### DOCUMENTO FUENTE
A comienzos de 1969, invitado por el gobierno israelí, pasé diez días emocionantes en Tel Aviv y Jerusalén. Volví a casa con la convicción de haber visitado la más vieja y al mismo tiempo la más joven de las naciones, de haber regresado de un país muy vivo y alerta a un rincón del mundo que está medio dormido. Desde mis días de Ginebra siempre me interesó la cultura judía, que considero un elemento intrínseco de la llamada civilización occidental. Durante la guerra árabe-israelí tomé partido de inmediato; y cuando el desenlace era todavía incierto escribí un poema sobre la contienda. Una semana más tarde escribí otro poema sobre la victoria. Cuando estuve de visita, Israel era todavía un campamento armado. Allí, en las costas de Galilea, recordé estas líneas de Shakespeare:

Over whose acres walk’d those
/blessed feet,
Which, fourteen hundredyears ago,
/were nail’d,
For our advantage, on the bitter cross.

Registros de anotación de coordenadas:
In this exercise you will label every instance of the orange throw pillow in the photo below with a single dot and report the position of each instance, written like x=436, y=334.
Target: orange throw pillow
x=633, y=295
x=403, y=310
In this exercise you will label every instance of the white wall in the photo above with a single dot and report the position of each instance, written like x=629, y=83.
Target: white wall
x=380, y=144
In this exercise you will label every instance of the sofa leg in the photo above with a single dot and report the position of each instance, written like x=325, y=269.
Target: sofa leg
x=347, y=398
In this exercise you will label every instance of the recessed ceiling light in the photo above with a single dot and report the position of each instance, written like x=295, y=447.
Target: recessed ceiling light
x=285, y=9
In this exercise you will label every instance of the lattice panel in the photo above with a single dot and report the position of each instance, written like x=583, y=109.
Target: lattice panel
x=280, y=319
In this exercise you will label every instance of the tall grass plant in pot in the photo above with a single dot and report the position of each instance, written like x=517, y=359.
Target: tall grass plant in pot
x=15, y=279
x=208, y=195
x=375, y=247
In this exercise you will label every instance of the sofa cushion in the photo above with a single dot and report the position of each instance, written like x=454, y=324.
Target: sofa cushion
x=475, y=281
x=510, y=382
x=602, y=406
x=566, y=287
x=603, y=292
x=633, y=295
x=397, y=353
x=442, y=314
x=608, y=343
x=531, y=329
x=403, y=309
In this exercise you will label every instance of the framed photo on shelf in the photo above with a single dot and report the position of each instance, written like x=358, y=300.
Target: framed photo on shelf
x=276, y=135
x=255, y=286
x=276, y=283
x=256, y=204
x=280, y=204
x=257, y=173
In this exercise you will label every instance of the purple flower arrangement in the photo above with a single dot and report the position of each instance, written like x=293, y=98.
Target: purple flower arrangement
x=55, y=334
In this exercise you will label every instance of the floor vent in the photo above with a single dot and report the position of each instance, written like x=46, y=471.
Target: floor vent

### CONSIGNAS
**a.** Responde a estas preguntas sobre el texto del viaje a Israel:
(i) ¿Cuántos días duró la estancia en Tel Aviv y Jerusalén?
(ii) ¿Desde qué época le interesa a quien narra la cultura judía?
(iii) ¿Cuánto tiempo después del poema sobre la contienda se escribió el poema sobre la victoria?
**b.** ¿Concuerdan con el texto del viaje a Israel estas afirmaciones? Contesta sí o no a cada una y cita las palabras del texto que lo deciden.
(i) La visita tuvo lugar a comienzos de 1969, por invitación del gobierno israelí.
(ii) En el momento de la visita, Israel ya había dejado de ser un campamento armado.
(iii) El poema sobre la contienda se escribió cuando ya se conocía el desenlace.
**c.** Prosigue el texto del viaje a Israel a partir del punto en que termina.

### RESULTADOS FINALES
**a.**
(i) Diez días.
(ii) Desde sus días de Ginebra.
(iii) Una semana más tarde.

**b.**
(i) Sí: "A comienzos de 1969, invitado por el gobierno israelí, pasé diez días emocionantes en Tel Aviv y Jerusalén."
(ii) No: "Cuando estuve de visita, Israel era todavía un campamento armado."
(iii) No: "cuando el desenlace era todavía incierto escribí un poema sobre la contienda."

**c.**
[Sobre cuyos acres caminaron aquellos
/pies benditos
que, hace mil cuatrocientos años,
/clavaron,
para nuestra salvación, en la
/amarga cruz.]

Hoy, a pesar de los años, sigo pensando en las muchas piedras que me falta mover, y en otras que me gustaría mover de nuevo. Todavía tengo la esperanza de ver el Utah de los mormones, que me fueron revelados de niño por Roughing It de Mark Twain y A Study in Scarlet, el primer libro de la saga de Sherlock Holmes. Otro sueño es una peregrinación a Islandia, y otro más es regresar a Texas y a Escocia.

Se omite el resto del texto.